** start of Dataset entries **

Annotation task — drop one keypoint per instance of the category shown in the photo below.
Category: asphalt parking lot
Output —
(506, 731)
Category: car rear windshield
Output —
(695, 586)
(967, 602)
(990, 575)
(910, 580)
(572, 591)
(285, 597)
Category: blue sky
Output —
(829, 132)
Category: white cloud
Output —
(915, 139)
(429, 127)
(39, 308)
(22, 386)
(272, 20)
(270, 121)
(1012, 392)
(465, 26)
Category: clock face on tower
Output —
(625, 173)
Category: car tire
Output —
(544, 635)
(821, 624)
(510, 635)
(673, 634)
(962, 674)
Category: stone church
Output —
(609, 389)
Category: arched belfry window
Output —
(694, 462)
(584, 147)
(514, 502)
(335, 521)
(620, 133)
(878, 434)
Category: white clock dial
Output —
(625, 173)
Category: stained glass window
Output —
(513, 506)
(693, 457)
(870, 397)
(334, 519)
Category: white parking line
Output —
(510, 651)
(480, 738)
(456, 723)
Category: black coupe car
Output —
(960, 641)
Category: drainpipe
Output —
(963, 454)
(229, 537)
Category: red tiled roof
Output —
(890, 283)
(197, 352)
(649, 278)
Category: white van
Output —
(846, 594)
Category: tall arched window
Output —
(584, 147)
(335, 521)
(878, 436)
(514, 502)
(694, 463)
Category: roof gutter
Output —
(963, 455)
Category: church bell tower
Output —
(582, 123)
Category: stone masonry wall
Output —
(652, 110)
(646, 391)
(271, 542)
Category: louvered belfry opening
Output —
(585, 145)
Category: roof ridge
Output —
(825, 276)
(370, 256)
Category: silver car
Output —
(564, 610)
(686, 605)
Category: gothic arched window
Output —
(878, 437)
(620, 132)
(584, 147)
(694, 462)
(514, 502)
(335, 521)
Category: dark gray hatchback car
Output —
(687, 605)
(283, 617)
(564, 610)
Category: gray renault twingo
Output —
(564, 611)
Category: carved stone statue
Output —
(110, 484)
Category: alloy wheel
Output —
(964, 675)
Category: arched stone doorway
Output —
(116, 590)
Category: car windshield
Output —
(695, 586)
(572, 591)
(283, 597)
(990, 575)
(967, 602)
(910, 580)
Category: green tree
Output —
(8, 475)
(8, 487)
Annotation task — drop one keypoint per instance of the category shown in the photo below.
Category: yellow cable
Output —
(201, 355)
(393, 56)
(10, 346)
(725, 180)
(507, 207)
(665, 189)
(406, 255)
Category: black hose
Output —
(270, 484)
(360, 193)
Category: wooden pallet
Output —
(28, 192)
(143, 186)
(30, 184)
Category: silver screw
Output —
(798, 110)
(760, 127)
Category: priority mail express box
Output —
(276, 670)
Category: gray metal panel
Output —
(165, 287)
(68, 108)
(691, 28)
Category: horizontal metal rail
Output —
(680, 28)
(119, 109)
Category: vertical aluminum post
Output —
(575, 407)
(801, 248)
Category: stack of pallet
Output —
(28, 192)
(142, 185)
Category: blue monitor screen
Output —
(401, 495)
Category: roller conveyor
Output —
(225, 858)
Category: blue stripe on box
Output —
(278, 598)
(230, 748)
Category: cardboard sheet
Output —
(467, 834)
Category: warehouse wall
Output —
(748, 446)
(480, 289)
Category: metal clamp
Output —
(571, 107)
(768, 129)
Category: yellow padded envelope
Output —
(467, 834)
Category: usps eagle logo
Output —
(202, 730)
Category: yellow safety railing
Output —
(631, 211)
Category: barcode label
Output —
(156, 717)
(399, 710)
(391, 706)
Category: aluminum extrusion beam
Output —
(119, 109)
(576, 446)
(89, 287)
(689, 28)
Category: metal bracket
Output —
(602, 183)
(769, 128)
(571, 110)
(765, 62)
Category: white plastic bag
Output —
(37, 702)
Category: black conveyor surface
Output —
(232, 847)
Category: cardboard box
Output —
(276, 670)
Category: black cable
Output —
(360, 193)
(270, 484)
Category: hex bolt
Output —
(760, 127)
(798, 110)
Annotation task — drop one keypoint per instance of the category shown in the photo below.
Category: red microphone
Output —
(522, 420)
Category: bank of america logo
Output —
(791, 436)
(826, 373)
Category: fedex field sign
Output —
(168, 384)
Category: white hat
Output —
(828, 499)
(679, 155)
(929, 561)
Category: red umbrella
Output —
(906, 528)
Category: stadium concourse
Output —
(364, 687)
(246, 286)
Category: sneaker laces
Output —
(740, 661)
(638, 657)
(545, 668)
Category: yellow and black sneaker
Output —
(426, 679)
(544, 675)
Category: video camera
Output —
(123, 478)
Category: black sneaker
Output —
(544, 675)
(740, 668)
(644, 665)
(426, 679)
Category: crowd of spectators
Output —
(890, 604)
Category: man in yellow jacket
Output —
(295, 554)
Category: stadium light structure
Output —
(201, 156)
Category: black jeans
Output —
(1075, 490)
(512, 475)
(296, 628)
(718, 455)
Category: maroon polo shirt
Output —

** end of Dataset entries **

◆ **Aim**
Give back exactly the lines running from the line containing "Category: fedex field sign" through the end of the material above, both included, and nothing beyond them.

◆ **Response**
Category: fedex field sign
Output —
(168, 384)
Category: white hat
Output —
(828, 499)
(679, 155)
(929, 561)
Category: red umbrella
Output —
(906, 528)
Category: stadium concourse
Output —
(364, 687)
(246, 286)
Category: sneaker laces
Output —
(740, 661)
(638, 657)
(545, 668)
Category: yellow and black sneaker
Output —
(426, 679)
(544, 675)
Category: video camera
Output —
(123, 478)
Category: black sneaker
Output —
(544, 675)
(740, 668)
(644, 665)
(426, 679)
Category: crowd of spectators
Output —
(890, 604)
Category: man in yellow jacket
Output —
(295, 554)
Category: stadium light structure
Output —
(201, 156)
Category: black jeans
Output —
(1075, 490)
(512, 475)
(296, 628)
(718, 455)
Category: maroon polo shirt
Output —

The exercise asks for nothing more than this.